Start of EXERCISE MATERIAL

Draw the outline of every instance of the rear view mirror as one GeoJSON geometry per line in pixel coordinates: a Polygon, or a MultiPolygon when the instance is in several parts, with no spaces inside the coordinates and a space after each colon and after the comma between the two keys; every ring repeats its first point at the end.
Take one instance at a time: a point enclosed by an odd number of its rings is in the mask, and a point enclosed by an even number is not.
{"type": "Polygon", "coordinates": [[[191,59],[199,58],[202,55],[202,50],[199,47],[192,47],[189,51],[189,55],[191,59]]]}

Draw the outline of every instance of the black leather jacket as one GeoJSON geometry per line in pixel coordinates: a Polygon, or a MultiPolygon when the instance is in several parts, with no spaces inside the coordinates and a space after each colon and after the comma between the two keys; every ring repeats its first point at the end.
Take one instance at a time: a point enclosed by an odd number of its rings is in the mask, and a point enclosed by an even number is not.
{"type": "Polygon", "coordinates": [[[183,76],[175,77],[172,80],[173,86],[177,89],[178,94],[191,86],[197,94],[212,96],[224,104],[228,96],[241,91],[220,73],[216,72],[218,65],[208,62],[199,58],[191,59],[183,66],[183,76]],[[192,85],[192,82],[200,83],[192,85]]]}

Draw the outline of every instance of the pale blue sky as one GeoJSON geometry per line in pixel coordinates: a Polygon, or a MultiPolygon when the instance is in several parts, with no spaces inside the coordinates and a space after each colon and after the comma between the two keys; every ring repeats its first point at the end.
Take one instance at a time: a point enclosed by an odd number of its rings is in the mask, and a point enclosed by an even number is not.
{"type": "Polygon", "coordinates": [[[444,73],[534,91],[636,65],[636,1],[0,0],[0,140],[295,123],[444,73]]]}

End of EXERCISE MATERIAL

== EXERCISE ==
Please write out all of these lines again, switching "black leather jacket" to "dark denim jacket" and leaving everything else unchanged.

== RESPONSE TO THE EXERCISE ==
Draw the outline of every instance of the rear view mirror as one GeoJSON geometry per line in pixel coordinates: a Polygon, or a MultiPolygon when the instance is in several parts, with no spaces inside the coordinates and a space after each colon and after the comma between the two keys; every ring repeats its first point at the end.
Take one instance at a time: a point enclosed by an odd number of its rings is in the mask, and a point enclosed by an even number is not.
{"type": "Polygon", "coordinates": [[[191,59],[199,58],[202,55],[202,50],[199,47],[192,47],[189,51],[189,55],[191,59]]]}

Draw the outline of every instance of the dark denim jacket as one GeoJSON geometry per line in pixel coordinates: a Polygon, or a MultiPolygon when the instance is in several parts, with no spaces inside the coordinates and a space after each colon and after the comma between the two keys; every ring repeats its first point at the end.
Take one instance at a time: a point enclosed by an odd number of its rings is in the mask, and a point enclosed by an even number is not.
{"type": "Polygon", "coordinates": [[[183,76],[175,77],[172,80],[173,86],[177,89],[178,94],[191,86],[197,94],[212,96],[224,104],[228,96],[241,91],[220,73],[216,72],[218,65],[208,62],[199,58],[191,59],[183,66],[183,76]],[[192,85],[192,82],[200,83],[192,85]]]}

Draw the outline of every instance of the pale blue sky as one GeoJSON geometry per line in pixel coordinates: a Polygon, or a MultiPolygon when the instance is in several parts, with no spaces inside the coordinates and a space after each colon and after the comma between the two keys; every ring repeats its first point at the end.
Take one instance at a time: a point enclosed by an odd number of its rings is in the mask, and a point enclosed by an even number is not.
{"type": "Polygon", "coordinates": [[[444,73],[534,91],[636,65],[636,1],[0,0],[0,140],[295,123],[444,73]]]}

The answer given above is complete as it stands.